→ Work instructions
Beginning at the line that contains "Question. Locate the fireplace in", reproduce every line to the end of the material without changing any of them.

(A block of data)
┌──

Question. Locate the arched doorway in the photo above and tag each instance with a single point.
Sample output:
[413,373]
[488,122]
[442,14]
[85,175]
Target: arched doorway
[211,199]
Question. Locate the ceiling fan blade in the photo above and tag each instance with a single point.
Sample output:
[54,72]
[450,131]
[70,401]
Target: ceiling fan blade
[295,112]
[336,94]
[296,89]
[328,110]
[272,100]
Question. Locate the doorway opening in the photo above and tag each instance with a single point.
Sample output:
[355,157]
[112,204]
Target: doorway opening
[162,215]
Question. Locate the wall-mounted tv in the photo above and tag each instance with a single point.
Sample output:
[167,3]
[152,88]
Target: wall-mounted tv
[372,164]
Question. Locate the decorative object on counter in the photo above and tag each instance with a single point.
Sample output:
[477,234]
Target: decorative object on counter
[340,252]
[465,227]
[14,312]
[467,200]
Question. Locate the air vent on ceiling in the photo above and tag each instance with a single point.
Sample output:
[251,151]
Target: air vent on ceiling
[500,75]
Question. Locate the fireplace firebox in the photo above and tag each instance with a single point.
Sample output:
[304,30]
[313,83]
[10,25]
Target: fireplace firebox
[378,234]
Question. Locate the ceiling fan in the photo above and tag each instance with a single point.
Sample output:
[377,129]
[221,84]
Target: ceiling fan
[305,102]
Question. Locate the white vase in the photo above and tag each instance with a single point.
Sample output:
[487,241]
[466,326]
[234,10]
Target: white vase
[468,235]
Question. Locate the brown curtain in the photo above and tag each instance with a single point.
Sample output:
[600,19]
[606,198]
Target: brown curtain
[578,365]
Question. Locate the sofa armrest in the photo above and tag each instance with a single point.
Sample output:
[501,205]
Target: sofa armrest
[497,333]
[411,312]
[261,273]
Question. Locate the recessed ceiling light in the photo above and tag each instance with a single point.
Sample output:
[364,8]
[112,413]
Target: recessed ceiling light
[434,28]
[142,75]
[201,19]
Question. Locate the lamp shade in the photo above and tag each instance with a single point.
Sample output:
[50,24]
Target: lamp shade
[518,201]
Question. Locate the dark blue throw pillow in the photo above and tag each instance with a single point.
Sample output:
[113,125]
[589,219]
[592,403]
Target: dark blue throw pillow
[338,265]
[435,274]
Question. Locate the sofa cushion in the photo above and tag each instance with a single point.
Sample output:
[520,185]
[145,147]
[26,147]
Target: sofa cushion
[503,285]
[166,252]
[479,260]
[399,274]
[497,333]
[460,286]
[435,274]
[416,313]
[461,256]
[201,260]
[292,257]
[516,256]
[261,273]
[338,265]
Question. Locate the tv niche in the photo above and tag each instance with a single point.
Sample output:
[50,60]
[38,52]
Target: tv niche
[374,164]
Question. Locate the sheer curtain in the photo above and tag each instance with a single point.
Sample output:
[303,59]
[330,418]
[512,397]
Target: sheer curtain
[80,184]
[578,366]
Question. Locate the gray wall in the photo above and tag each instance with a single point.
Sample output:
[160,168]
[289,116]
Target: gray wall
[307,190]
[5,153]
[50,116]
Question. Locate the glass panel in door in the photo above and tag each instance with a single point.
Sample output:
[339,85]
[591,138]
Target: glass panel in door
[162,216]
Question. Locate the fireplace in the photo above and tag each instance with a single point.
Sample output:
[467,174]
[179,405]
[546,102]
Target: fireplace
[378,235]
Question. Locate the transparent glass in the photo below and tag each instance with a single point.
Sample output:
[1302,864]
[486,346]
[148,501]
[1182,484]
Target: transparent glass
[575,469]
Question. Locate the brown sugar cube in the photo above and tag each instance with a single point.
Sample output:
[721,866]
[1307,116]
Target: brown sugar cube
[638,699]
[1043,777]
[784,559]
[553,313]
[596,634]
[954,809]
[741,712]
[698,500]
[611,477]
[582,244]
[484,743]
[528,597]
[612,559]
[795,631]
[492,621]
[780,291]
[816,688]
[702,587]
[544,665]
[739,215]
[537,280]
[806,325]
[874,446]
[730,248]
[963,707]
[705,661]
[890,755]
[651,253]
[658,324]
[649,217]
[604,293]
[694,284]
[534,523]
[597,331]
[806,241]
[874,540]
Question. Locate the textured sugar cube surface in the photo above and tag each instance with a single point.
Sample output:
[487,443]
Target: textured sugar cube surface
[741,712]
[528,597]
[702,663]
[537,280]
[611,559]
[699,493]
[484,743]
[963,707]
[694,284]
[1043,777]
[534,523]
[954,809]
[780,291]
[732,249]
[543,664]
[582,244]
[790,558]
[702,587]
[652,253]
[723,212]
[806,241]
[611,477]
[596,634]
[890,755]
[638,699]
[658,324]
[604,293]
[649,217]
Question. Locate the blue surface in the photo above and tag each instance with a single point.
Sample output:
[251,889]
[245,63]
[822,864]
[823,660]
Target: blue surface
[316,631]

└──

→ Problem solution
Question. Locate the fireplace in the photo above and tag each instance with a single point.
Sample output:
[467,174]
[179,405]
[546,102]
Target: fireplace
[378,235]
Question. Locate the transparent glass in the photo below and tag each instance with a single point.
Sample output:
[1302,864]
[486,346]
[148,501]
[1182,484]
Target: transparent glass
[575,469]
Question. Locate the brown sugar cube in the photo above and tag each instance with a single point.
Sample output:
[721,866]
[1307,116]
Target: brown sugar cube
[638,699]
[1043,777]
[784,559]
[553,313]
[596,634]
[954,809]
[741,712]
[698,500]
[611,477]
[582,244]
[484,743]
[528,597]
[612,559]
[795,631]
[492,621]
[780,291]
[816,688]
[702,587]
[544,665]
[739,215]
[537,280]
[806,325]
[874,446]
[730,248]
[963,707]
[705,661]
[890,755]
[651,253]
[658,324]
[649,217]
[604,293]
[694,284]
[534,523]
[597,331]
[806,241]
[874,540]
Question. Locate the textured sugar cube surface in the photo above and tag each instance with a single point.
Sample output:
[487,443]
Target: textured sugar cube surface
[741,712]
[528,597]
[702,663]
[537,280]
[611,559]
[699,493]
[484,743]
[963,707]
[694,284]
[1043,777]
[534,523]
[954,809]
[780,291]
[732,249]
[543,664]
[582,244]
[790,558]
[702,587]
[652,253]
[723,212]
[806,241]
[611,477]
[596,634]
[890,755]
[638,699]
[658,324]
[604,293]
[649,217]
Question. Locate the blue surface in the photo above and tag each instance with a single point.
Sample output:
[251,889]
[245,63]
[822,864]
[823,660]
Target: blue surface
[316,631]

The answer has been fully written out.